### Reading passage
________________________
It's our second meeting at her vast, modernist home, and this time we're joined by Kristin Hahn, Aniston's best friend of three decades and producing partner of two, who is also an executive producer on The Morning Show. The duo reflect on what it was like when they began in Hahn's garage in Ojai, California, 18 years ago ("We call them the garage-band days," Aniston says) to try to make movies.
“It was so much harder...” begins Hahn; “...to get our phone calls taken”, finishes Aniston. “Now actors are taken more seriously as producers,” Hahn continues. “But when we started, even though Jen had been on a TV series for eight years, it was still a little like, ‘Oh, isn’t that cute.’”
It was there in that garage that Hahn and Aniston, with Pitt, cofounded the production company Plan B, which was then called Bloc Productions, a name that had come to Aniston during a game of Scrabble, she says. They developed The Time Traveler’s Wife, A Mighty Heart and The Departed, on which Hahn was an executive producer.
When Aniston and Pitt’s marriage ended, Aniston and Hahn decided they would be the ones to leave the company. “It was the symbolic equivalent of, ‘I’ll move out of the house,’” says Hahn. Plan B went on to develop the Oscar-winning films 12 Years a Slave and Moonlight, while Aniston and Hahn formed their own company, Echo Films, as a side project when Hahn wasn’t writing – she wrote the screenplay for the Netflix movie Dumplin’ – and Aniston wasn’t acting.
“Our mission statement was, Tell strong stories about strong women,” Aniston says. “Flawed, complicated, messy. ’Cause that wasn’t happening.” (Currently in development: First Ladies, a political comedy for Netflix in which Aniston will play the first lesbian president, opposite Tig Notaro, and The Goree Girls, a project about one of the first all-women country bands.)
As a producer on The Morning Show, Aniston was, according to colleagues, as “detail-oriented” (Hahn), “thorough” (Ellenberg) and precise – “involved with every set, with every costume, with every piece of casting,” says Witherspoon. When I mention to Aniston later that many had noted her attention to detail, she jokes that was “basically nice ways of saying ‘obsessive’”.
________________________
### Tasks to perform
1 – What name did Plan B go by when it was first founded, according to the profile?
2 – Please retype the profile from "When Aniston and" up to and including "Aniston wasn’t acting.".

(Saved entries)
________________________
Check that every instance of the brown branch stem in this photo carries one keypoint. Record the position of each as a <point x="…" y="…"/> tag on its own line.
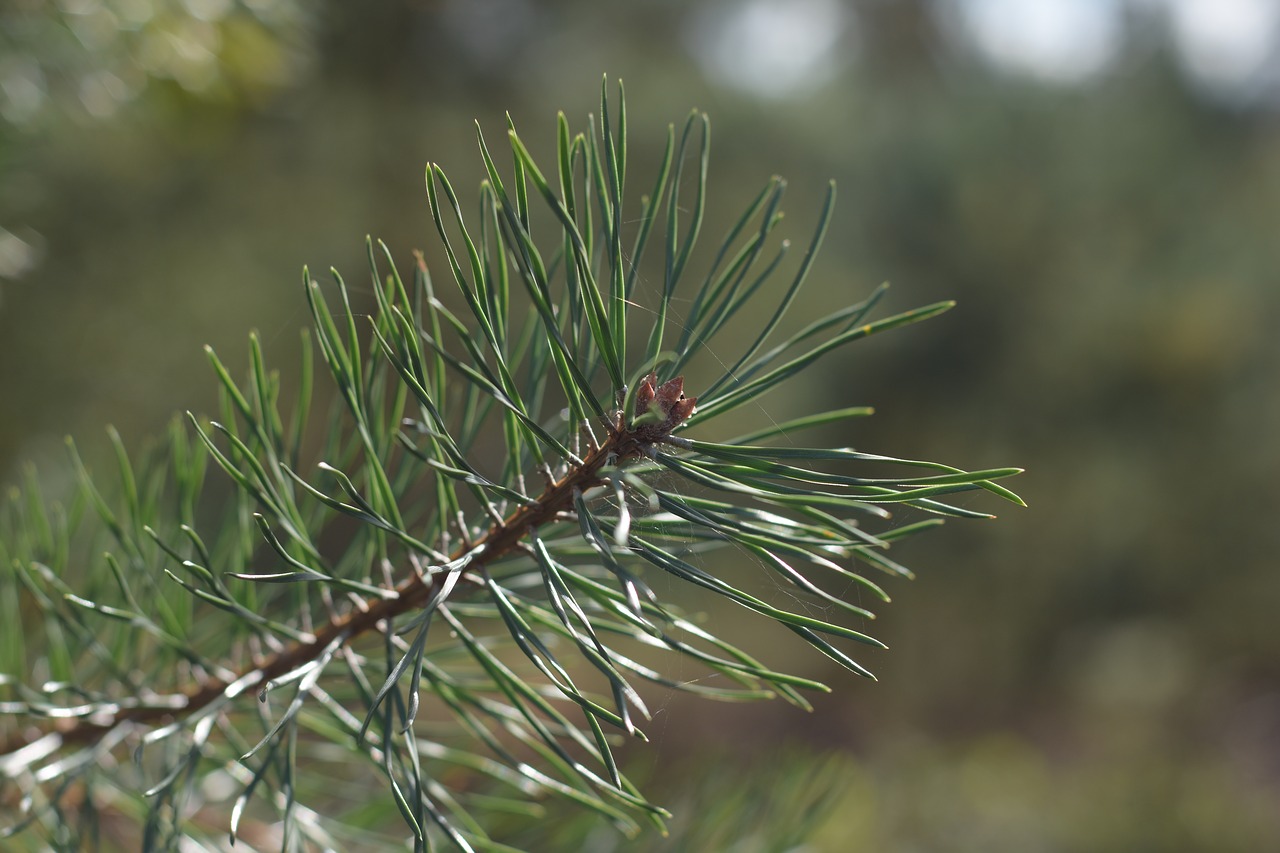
<point x="414" y="592"/>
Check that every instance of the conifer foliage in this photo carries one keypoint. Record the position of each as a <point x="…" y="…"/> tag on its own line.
<point x="444" y="588"/>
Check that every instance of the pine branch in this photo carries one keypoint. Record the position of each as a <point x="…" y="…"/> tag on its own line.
<point x="425" y="512"/>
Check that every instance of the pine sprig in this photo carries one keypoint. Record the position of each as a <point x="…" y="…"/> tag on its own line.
<point x="452" y="570"/>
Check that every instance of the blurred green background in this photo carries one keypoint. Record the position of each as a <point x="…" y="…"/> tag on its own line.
<point x="1097" y="182"/>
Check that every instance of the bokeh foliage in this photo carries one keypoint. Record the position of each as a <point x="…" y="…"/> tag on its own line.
<point x="1110" y="246"/>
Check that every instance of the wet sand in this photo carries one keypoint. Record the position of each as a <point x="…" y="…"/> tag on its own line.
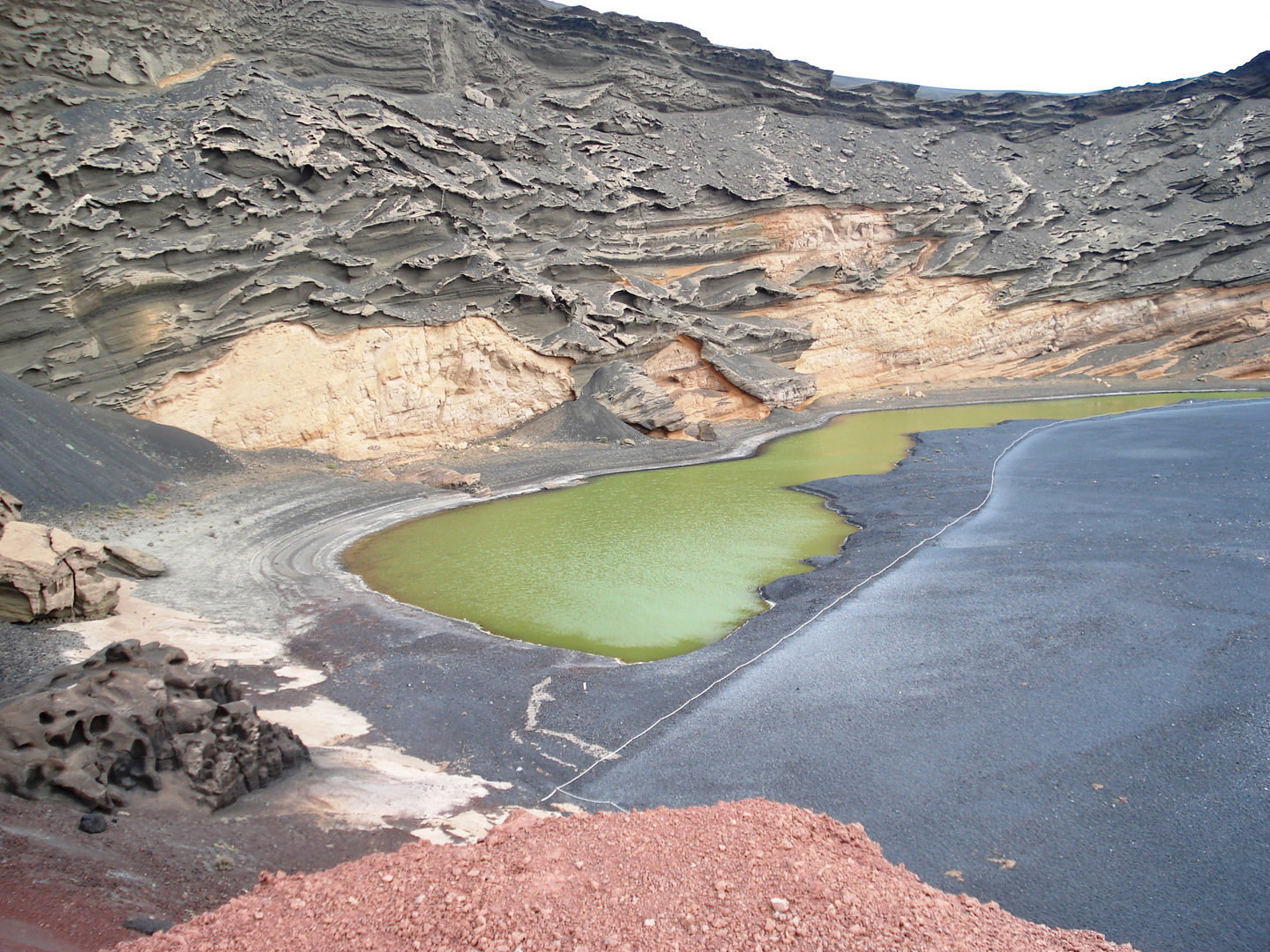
<point x="254" y="555"/>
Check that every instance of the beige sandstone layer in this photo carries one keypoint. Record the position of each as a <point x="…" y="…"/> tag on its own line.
<point x="855" y="283"/>
<point x="362" y="394"/>
<point x="943" y="329"/>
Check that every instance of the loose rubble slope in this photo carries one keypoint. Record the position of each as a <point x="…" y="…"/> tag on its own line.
<point x="360" y="227"/>
<point x="750" y="874"/>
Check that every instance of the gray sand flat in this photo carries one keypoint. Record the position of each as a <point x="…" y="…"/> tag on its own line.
<point x="1104" y="621"/>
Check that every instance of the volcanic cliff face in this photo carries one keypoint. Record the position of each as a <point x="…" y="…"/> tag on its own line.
<point x="435" y="219"/>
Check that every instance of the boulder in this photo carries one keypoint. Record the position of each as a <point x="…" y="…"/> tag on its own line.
<point x="582" y="420"/>
<point x="46" y="573"/>
<point x="634" y="398"/>
<point x="442" y="478"/>
<point x="130" y="716"/>
<point x="764" y="378"/>
<point x="133" y="562"/>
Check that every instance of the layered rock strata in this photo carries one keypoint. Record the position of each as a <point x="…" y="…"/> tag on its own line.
<point x="196" y="190"/>
<point x="117" y="724"/>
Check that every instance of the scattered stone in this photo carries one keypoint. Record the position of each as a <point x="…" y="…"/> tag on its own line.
<point x="146" y="926"/>
<point x="11" y="508"/>
<point x="93" y="822"/>
<point x="442" y="478"/>
<point x="133" y="562"/>
<point x="98" y="730"/>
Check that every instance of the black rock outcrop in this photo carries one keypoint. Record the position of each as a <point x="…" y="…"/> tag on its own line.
<point x="130" y="716"/>
<point x="179" y="176"/>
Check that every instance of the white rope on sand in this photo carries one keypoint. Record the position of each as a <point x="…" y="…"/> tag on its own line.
<point x="712" y="686"/>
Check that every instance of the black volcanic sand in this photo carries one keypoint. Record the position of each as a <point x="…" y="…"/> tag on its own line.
<point x="55" y="456"/>
<point x="254" y="550"/>
<point x="1077" y="681"/>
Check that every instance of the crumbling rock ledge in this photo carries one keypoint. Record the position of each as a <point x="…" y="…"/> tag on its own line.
<point x="46" y="573"/>
<point x="127" y="718"/>
<point x="190" y="190"/>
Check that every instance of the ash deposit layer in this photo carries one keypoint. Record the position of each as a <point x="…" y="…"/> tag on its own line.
<point x="362" y="230"/>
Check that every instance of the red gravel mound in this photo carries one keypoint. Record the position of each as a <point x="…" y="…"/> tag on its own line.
<point x="738" y="876"/>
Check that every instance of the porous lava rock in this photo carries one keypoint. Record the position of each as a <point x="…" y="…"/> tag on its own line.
<point x="444" y="478"/>
<point x="46" y="573"/>
<point x="751" y="874"/>
<point x="131" y="716"/>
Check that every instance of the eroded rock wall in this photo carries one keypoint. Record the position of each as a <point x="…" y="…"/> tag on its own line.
<point x="365" y="392"/>
<point x="176" y="179"/>
<point x="131" y="718"/>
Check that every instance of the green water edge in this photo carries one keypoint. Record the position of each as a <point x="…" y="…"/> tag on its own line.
<point x="658" y="562"/>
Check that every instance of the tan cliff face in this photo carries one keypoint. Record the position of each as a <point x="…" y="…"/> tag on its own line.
<point x="852" y="286"/>
<point x="366" y="392"/>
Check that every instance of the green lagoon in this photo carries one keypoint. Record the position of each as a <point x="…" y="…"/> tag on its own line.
<point x="646" y="565"/>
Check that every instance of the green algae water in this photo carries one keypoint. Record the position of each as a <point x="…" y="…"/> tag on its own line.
<point x="646" y="565"/>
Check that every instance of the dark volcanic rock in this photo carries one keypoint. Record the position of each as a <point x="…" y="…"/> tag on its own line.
<point x="58" y="456"/>
<point x="582" y="420"/>
<point x="632" y="397"/>
<point x="768" y="381"/>
<point x="594" y="184"/>
<point x="146" y="926"/>
<point x="130" y="716"/>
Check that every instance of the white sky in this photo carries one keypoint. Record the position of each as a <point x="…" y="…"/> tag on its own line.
<point x="1052" y="46"/>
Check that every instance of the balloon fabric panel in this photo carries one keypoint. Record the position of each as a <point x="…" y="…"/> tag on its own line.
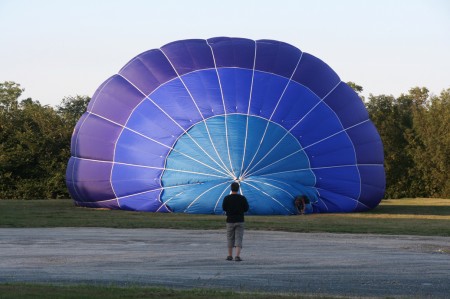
<point x="177" y="125"/>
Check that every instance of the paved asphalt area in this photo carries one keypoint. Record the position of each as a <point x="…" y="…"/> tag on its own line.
<point x="281" y="262"/>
________________________
### Answers given
1 – Bloc Productions

2 –
When Aniston and Pitt’s marriage ended, Aniston and Hahn decided they would be the ones to leave the company. “It was the symbolic equivalent of, ‘I’ll move out of the house,’” says Hahn. Plan B went on to develop the Oscar-winning films 12 Years a Slave and Moonlight, while Aniston and Hahn formed their own company, Echo Films, as a side project when Hahn wasn’t writing – she wrote the screenplay for the Netflix movie Dumplin’ – and Aniston wasn’t acting.